• [与えられた文章]:
☆ ☆ ☆
ブレーキシリンダが流出阻止弁によって加圧室から遮断された状態で、ブレーキ制御が行われるのが普通である。流体圧シリンダとブレーキシリンダとが遮断された場合には、加圧室からの流体のブレーキシリンダへの流出が阻止されるため運転者によるブレーキ操作部材の操作フィーリングが悪くなる。それに対して、ストロークシミュレータを設ければ、操作フィーリングの悪化を抑制することができる。ストロークシミュレータによれば、ブレーキ操作部材のストロークが許容されるのであり、ストロークシミュレータにおける仕切部材の移動がブレーキ操作部材の前進に対応する。
また、流出阻止弁は、加圧室からブレーキシリンダへの流体の流出抵抗を付与する流出抵抗付与装置であると考えることができるが、流体圧シリンダの流体がブレーキシリンダに供給される場合においても、その流体通路によって流出抵抗が付与される場合もある。
流体圧シリンダは、マスタシリンダとすることができる。しかし、ブレーキシリンダにマスタシリンダの液圧でなく、加圧装置の液圧が供給可能とされる場合には、ブレーキ装置にマスタシリンダ自体が不可欠ではなくなる。
( 18 )前記流入抵抗付与装置が、前記ストロークシミュレータの一方の容積室への流体の流入状態を制御することによって前記ブレーキ操作部材の操作力とストロークとの変化特性を変更する流入制御弁装置を含む(16) 項に記載のブレーキ制御装置。
流入制御弁装置によれば、操作力と操作ストロークとの変化特性を容易に変更することができる。
( 19 )前記流入制御弁装置が、前記一方の容積室への流体の流入流量を制御可能な流入流量制御弁を含む(18) 項に記載のブレーキ制御装置。
流入流量が制御されれば、ストロークの操作力に対する増加勾配が制御され、それによって、操作力とストロークとの関係が制御される。
流入流量制御弁は、例えば、供給電流量に応じて連続的に流量を制御可能なリニア制御弁としたり、デューティ制御により流量を制御可能な電磁開閉弁としたりすることができる。いずれにしても、流入流量制御弁への供給電流の制御により流入流量を制御することができる。
(20)前記流入制御弁装置が、前記一方の容積室への流体の流入を許容する状態と阻止する状態とに切り換え可能な流入制御弁を含む(18) 項または (19) 項に記載のブレーキ制御装置。
流入制御弁は、前述のように、リニア制御弁であっても開閉弁であってもよい。
( 21 )前記流入制御弁装置が、運転者によるブレーキ操作部材の操作力に応じた大きさの流体圧が一方の容積室の流体圧より設定値以上大きい場合に、前記一方の容積室への流体の流入を許容するリリーフ弁とを含む(18) 項ないし (20) 項のいずれか1つに記載のブレーキ制御装置。
☆ ☆ ☆
• [与えられた記録]:
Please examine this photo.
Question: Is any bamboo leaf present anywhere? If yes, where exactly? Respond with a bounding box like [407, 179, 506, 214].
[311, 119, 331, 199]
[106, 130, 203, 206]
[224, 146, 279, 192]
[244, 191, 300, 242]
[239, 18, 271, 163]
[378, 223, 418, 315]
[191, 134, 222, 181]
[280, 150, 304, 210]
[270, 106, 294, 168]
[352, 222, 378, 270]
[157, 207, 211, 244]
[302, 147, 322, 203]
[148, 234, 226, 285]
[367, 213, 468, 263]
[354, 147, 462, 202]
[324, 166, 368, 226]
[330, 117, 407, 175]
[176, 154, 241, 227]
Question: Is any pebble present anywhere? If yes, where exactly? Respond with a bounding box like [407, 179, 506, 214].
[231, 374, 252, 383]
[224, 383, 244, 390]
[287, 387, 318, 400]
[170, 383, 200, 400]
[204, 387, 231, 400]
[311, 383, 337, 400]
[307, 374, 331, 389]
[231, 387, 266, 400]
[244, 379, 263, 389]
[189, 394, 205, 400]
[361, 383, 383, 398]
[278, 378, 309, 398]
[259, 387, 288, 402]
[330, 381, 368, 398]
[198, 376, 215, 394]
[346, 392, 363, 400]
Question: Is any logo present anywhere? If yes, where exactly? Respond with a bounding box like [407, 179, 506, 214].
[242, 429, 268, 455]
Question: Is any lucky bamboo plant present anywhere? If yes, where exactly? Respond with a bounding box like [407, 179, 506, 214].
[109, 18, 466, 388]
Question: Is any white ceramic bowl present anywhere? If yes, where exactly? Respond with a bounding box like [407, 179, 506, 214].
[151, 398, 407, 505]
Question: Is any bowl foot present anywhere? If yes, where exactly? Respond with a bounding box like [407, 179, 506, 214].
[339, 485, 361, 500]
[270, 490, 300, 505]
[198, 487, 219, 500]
☆ ☆ ☆
• [課題]:
ブレーキ制御装置についての文章の続きを、最後の項の後から書いてください。 記録は参照しなくてかまいません。

• [解答]:
リリーフ弁は、操作力に応じた流体圧と一方の容積室の流体圧との差がリリーフ圧以下の間は、ストロークシミュレータへの作動液の流入を阻止するが、それらの圧力差がリリーフ圧に達すれば、流入を許容する。
リリーフ圧が、通常のブレーキ操作力に対応する大きさにされれば、通常のブレーキ操作状態において、運転者の操作フィーリングの低下を抑制することができる。
リリーフ圧が、通常のブレーキ操作力より大きい場合に対応する大きさにされれば、大きな力で操作された場合に、ストロークが得られるため、操作フィーリングが固くなることを回避することができ、運転者は大きな操作力を維持することができる。いわゆる、踏力抜けを回避することができる。また、ストロークシミュレータに流体圧シリンダから流体が供給される場合には、流体圧シリンダの加圧室の流体圧が過大になることを回避し得、安全弁としての機能も果たす。
( 22 )前記リリーフ弁と前記流入制御弁とを並列に設け、前記リリーフ弁が、前記流入制御弁によって前記一方の容積室への流体の流入が阻止された状態にある場合に機能するものである (21) 項に記載のブレーキ制御装置。
流入制御弁の開状態においてはリリーフ弁は無効にされるが、流入制御弁の閉状態においてはリリーフ弁が有効にされる。流入制御弁の開閉によりリリーフ弁の機能を無効化したり有効化したりすることができる。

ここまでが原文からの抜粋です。